Your goal
Find the lines in the entries that follow where the word "field" occurs, and state how many there are, with no other words.
· · · ·
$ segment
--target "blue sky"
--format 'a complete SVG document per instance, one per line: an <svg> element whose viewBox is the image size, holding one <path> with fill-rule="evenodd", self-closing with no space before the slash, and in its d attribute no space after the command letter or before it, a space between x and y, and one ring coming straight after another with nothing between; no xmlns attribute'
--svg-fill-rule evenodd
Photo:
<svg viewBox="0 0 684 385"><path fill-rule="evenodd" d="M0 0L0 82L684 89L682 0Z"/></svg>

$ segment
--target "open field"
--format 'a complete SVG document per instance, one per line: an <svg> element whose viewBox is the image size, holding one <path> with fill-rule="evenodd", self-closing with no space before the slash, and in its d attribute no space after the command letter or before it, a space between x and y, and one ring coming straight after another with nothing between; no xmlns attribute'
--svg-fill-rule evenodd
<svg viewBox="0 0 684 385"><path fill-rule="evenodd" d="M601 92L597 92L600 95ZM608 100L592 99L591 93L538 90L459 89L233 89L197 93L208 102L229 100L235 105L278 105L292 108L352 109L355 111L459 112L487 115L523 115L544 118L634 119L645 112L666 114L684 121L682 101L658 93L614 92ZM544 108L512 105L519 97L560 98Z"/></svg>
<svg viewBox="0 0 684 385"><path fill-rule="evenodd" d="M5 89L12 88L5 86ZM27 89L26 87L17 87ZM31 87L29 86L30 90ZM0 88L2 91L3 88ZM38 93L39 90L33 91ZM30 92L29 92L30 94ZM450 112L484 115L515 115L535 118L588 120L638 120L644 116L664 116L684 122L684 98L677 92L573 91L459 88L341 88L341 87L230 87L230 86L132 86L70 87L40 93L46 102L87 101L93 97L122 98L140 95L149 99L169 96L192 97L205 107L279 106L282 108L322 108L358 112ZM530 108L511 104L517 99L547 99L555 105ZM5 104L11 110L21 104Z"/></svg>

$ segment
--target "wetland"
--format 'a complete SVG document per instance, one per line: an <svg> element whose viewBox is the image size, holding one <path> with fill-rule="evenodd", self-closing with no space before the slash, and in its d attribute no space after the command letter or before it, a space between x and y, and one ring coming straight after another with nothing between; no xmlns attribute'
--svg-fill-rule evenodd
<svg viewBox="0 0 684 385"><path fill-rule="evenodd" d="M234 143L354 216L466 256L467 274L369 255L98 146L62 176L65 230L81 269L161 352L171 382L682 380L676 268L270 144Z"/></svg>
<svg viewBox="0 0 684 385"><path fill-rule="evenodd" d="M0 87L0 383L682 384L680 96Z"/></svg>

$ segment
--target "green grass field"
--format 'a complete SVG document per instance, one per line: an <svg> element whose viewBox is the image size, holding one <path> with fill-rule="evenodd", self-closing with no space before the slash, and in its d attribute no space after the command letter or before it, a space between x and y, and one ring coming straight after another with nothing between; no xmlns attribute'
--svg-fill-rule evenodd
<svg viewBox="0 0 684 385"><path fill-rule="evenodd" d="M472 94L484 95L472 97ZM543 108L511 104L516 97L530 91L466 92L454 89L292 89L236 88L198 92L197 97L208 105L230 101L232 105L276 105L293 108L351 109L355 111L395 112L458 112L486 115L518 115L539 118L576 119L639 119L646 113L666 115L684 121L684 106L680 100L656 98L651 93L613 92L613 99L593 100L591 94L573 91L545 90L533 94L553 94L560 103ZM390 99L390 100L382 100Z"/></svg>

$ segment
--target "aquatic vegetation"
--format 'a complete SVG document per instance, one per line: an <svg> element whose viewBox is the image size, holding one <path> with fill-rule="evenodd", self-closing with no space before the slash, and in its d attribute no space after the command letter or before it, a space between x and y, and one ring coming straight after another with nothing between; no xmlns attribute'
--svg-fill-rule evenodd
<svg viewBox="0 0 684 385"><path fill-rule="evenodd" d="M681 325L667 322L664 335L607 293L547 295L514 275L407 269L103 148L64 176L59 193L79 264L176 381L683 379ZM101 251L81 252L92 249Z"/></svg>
· · · ·
Reply
2